_SUPPLIED MATERIAL_:
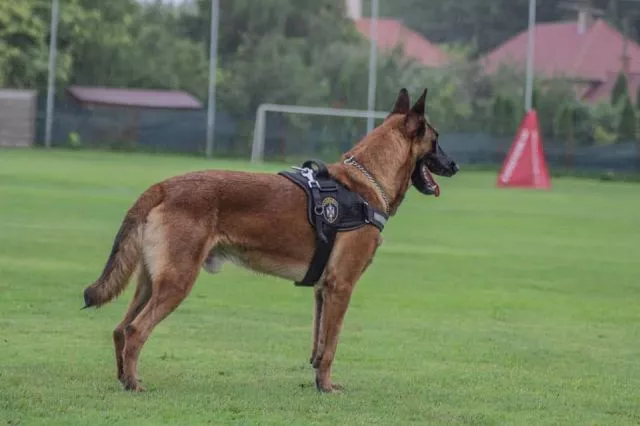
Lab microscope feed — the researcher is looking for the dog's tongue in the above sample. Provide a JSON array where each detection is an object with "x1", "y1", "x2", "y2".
[{"x1": 420, "y1": 164, "x2": 440, "y2": 197}]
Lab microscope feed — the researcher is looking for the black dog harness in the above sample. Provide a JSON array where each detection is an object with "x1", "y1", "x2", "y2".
[{"x1": 278, "y1": 160, "x2": 388, "y2": 287}]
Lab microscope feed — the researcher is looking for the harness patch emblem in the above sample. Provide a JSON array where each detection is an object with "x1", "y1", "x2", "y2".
[{"x1": 322, "y1": 197, "x2": 338, "y2": 223}]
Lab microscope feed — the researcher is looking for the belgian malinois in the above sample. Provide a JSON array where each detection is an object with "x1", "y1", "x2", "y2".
[{"x1": 84, "y1": 89, "x2": 458, "y2": 392}]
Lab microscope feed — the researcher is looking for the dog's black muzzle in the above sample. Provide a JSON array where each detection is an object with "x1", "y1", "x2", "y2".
[{"x1": 411, "y1": 142, "x2": 460, "y2": 197}]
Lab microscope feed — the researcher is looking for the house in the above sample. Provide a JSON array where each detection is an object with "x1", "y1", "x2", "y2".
[
  {"x1": 346, "y1": 0, "x2": 450, "y2": 68},
  {"x1": 479, "y1": 11, "x2": 640, "y2": 102}
]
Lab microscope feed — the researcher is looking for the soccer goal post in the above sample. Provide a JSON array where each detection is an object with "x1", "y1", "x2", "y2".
[{"x1": 251, "y1": 104, "x2": 389, "y2": 163}]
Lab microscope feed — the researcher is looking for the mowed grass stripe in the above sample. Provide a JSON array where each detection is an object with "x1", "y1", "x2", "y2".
[{"x1": 0, "y1": 150, "x2": 640, "y2": 425}]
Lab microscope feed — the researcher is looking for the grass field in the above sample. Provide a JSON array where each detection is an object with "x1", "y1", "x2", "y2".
[{"x1": 0, "y1": 150, "x2": 640, "y2": 425}]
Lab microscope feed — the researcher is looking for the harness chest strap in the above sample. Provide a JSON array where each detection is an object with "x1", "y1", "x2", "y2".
[{"x1": 278, "y1": 160, "x2": 388, "y2": 287}]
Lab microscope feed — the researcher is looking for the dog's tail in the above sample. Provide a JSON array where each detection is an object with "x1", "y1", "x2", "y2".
[{"x1": 83, "y1": 184, "x2": 164, "y2": 309}]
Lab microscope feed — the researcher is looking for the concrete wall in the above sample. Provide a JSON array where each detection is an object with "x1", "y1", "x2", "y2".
[{"x1": 0, "y1": 89, "x2": 37, "y2": 147}]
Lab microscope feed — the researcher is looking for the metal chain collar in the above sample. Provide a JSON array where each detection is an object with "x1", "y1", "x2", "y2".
[{"x1": 344, "y1": 155, "x2": 391, "y2": 216}]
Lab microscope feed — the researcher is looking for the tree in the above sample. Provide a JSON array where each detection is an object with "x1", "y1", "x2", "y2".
[
  {"x1": 611, "y1": 72, "x2": 627, "y2": 105},
  {"x1": 618, "y1": 96, "x2": 636, "y2": 142},
  {"x1": 364, "y1": 0, "x2": 565, "y2": 55},
  {"x1": 0, "y1": 0, "x2": 87, "y2": 89}
]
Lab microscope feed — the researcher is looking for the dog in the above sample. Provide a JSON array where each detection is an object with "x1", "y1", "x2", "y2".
[{"x1": 83, "y1": 88, "x2": 459, "y2": 392}]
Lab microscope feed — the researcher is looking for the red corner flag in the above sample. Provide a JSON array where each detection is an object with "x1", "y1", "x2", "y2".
[{"x1": 498, "y1": 110, "x2": 551, "y2": 189}]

_EXERCISE OBJECTIVE_: Copy out the data verbatim, starting at the line that contains "for the dog in" and ending at the last line of the data.

_ANSWER FOR THIS EXERCISE_:
Lab microscope feed — the researcher is looking for the dog in the above sample. Provide a JSON array where each detection is an object with "x1", "y1", "x2", "y2".
[{"x1": 83, "y1": 88, "x2": 459, "y2": 392}]
Lab microscope feed — the researcher is looking for the red corner flag in the above sample. Provide a JSON array where each detection is an object with "x1", "y1", "x2", "y2".
[{"x1": 498, "y1": 110, "x2": 551, "y2": 189}]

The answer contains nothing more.